---- MATERIAL FOR THIS EXERCISE
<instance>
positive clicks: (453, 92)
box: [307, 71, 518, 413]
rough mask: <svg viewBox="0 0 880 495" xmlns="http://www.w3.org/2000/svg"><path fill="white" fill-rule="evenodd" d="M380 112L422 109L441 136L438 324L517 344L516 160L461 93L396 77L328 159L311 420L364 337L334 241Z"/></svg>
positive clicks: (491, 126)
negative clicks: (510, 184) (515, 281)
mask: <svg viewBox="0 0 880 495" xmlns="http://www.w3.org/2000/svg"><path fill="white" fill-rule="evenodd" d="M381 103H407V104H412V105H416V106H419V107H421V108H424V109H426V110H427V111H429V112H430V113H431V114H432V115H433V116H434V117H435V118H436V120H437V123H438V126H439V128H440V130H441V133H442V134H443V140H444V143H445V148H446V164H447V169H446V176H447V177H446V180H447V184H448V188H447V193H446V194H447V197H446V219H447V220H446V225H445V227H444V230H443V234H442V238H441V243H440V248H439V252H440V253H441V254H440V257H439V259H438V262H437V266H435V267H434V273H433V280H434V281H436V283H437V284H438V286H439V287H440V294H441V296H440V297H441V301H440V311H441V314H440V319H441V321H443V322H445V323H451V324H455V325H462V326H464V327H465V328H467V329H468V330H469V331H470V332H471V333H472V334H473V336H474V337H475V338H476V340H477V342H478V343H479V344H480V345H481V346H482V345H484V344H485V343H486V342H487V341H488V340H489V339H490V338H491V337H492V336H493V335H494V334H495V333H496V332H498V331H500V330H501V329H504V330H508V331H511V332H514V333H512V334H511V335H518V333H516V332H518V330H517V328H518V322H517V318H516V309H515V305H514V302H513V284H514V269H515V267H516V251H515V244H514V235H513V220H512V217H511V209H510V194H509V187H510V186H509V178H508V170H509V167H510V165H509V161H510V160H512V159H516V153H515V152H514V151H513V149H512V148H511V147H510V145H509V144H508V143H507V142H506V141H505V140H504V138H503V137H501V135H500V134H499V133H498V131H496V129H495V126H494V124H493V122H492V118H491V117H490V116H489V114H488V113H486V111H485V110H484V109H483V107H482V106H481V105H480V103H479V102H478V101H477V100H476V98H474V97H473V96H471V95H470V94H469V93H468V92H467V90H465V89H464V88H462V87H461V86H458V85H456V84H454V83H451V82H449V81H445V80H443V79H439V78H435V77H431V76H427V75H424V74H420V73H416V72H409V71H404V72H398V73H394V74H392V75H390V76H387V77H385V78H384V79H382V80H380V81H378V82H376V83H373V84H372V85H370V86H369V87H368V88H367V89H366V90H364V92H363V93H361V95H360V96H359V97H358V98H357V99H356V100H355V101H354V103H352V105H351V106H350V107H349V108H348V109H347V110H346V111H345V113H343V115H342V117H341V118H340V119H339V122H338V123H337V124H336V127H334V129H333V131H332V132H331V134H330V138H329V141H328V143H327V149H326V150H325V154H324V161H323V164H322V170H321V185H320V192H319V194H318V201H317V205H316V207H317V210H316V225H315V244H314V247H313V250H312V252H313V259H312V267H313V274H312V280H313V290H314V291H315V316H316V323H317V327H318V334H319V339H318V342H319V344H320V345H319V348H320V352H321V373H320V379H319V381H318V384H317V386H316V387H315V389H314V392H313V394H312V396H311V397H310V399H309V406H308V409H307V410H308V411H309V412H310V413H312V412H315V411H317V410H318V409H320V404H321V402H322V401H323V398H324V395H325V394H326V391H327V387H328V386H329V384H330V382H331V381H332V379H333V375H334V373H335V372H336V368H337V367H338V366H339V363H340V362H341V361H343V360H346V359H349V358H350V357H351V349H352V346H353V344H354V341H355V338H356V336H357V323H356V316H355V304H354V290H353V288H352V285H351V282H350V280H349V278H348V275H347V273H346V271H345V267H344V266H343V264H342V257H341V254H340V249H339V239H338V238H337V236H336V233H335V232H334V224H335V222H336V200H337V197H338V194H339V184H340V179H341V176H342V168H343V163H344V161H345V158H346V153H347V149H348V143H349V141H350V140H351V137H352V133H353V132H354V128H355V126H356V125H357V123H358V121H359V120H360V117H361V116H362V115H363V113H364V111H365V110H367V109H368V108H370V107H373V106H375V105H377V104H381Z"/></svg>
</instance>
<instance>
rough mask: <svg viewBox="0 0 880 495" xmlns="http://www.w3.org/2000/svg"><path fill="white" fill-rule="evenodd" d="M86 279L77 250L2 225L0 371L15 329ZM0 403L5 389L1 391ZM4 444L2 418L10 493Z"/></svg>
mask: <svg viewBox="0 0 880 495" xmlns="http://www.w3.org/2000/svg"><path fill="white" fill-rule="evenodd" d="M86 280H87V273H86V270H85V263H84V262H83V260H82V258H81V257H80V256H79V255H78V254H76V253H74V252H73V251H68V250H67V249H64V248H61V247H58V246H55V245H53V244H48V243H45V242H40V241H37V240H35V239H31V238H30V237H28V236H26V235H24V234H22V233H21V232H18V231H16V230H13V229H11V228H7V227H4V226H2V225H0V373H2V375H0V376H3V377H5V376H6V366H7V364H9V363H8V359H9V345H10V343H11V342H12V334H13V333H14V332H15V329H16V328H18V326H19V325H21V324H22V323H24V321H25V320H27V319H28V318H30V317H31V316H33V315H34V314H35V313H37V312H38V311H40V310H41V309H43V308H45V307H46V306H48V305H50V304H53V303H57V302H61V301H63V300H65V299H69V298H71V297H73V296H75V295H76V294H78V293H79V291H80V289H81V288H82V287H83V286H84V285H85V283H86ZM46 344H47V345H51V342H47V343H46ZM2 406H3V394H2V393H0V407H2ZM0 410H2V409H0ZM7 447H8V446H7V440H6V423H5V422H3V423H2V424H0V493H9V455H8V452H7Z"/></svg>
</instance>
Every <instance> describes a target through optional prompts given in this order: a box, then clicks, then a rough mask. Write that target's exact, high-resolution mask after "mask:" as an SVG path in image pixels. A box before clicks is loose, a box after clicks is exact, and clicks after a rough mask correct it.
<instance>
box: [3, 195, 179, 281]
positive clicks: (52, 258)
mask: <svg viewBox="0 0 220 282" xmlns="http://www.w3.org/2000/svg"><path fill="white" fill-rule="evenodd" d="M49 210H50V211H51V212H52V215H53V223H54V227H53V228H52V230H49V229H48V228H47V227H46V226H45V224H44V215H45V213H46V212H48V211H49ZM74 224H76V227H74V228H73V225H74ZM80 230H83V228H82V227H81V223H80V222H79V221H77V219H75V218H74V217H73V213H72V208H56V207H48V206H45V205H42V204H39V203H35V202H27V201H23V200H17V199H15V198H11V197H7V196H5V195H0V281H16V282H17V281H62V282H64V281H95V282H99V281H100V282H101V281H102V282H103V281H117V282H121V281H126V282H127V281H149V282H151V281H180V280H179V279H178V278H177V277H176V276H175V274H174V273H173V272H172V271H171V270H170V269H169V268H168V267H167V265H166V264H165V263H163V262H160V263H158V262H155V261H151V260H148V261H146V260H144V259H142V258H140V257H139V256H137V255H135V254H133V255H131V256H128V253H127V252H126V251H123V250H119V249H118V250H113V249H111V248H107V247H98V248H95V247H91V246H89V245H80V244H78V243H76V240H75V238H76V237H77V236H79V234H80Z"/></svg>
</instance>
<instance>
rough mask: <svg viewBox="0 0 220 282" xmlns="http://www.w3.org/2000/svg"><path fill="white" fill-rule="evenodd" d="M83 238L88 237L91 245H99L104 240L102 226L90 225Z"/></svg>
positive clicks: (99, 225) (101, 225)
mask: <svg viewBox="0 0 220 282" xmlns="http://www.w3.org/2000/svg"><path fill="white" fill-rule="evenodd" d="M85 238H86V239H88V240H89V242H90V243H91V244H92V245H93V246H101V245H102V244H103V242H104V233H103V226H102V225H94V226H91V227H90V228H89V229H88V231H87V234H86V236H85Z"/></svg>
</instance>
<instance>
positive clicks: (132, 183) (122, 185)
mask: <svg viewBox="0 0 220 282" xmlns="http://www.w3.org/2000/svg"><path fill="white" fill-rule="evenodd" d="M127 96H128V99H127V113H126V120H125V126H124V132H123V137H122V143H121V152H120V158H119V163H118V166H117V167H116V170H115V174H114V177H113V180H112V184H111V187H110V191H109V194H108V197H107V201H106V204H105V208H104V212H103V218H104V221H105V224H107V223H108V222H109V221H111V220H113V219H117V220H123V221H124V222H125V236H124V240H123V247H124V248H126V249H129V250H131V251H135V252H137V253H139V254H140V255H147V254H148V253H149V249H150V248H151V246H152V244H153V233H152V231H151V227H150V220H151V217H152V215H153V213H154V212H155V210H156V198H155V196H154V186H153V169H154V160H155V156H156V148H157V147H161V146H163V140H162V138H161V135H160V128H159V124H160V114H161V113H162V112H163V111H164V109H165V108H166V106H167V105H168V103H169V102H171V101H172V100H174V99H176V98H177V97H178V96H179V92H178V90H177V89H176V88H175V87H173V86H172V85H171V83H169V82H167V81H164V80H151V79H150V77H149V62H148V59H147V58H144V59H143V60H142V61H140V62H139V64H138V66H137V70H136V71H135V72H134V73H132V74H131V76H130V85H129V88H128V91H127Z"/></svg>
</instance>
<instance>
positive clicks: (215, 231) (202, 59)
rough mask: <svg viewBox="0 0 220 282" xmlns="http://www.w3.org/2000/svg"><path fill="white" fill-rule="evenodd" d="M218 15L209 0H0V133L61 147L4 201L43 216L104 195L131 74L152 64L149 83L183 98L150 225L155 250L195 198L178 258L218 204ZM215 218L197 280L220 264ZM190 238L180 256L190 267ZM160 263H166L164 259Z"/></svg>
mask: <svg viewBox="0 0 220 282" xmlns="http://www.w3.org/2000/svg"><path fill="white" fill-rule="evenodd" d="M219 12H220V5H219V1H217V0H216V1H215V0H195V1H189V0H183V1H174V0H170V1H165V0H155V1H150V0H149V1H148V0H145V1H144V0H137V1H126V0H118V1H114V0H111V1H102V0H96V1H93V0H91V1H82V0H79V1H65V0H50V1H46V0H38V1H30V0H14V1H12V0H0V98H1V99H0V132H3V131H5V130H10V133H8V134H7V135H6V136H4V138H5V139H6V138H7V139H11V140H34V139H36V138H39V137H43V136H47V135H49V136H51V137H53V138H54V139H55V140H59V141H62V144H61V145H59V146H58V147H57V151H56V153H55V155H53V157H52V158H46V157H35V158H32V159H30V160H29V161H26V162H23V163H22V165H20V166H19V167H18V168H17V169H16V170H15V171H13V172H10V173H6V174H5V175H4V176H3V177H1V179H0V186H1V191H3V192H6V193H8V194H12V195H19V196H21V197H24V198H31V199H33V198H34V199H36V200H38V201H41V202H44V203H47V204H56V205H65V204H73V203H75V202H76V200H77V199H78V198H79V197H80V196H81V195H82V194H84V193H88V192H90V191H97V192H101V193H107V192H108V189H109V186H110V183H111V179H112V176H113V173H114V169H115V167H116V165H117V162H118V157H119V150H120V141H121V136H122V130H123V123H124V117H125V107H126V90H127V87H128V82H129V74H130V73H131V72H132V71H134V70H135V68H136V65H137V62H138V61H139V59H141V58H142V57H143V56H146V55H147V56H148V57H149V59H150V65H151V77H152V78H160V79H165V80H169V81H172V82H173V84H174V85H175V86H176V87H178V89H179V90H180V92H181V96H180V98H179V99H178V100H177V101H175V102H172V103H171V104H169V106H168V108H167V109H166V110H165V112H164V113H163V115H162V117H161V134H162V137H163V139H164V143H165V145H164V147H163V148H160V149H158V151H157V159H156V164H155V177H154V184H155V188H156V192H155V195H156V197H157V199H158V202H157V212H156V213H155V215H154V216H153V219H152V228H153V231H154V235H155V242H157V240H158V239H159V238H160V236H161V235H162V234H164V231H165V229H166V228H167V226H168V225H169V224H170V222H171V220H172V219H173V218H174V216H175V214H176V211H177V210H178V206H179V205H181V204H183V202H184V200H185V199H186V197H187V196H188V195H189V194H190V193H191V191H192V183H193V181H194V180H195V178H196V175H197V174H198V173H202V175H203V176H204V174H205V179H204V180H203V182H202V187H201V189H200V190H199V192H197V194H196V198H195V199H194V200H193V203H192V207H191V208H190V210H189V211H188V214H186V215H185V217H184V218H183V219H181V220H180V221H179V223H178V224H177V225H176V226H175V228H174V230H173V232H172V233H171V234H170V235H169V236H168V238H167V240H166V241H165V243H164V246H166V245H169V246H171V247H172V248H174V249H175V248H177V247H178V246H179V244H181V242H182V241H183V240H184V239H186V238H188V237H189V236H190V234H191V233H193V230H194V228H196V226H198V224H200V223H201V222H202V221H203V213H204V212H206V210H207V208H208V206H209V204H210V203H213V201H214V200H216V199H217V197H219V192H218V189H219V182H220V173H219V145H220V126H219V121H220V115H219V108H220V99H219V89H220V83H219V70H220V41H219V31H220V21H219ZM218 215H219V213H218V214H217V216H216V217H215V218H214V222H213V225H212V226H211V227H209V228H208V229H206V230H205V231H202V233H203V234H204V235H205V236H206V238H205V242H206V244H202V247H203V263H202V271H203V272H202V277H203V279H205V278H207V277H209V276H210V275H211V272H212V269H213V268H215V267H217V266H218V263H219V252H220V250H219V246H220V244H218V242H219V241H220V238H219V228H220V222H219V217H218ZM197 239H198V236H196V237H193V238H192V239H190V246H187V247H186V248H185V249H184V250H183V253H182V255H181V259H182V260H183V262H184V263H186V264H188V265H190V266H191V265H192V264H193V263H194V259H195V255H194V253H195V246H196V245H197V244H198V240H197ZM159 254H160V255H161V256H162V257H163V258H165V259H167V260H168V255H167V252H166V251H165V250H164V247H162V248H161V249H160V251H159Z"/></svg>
--------
▶ **WHAT TO DO**: Write out exactly the lines between the start of the entries and the line containing "positive clicks: (491, 126)", including that line and the first one.

▶ **TASK ANSWER**:
<instance>
positive clicks: (453, 92)
box: [307, 71, 518, 413]
rough mask: <svg viewBox="0 0 880 495" xmlns="http://www.w3.org/2000/svg"><path fill="white" fill-rule="evenodd" d="M380 112L422 109L441 136L438 324L517 344L516 160L461 93L396 77L328 159L311 420L364 337L334 241Z"/></svg>
positive clicks: (491, 126)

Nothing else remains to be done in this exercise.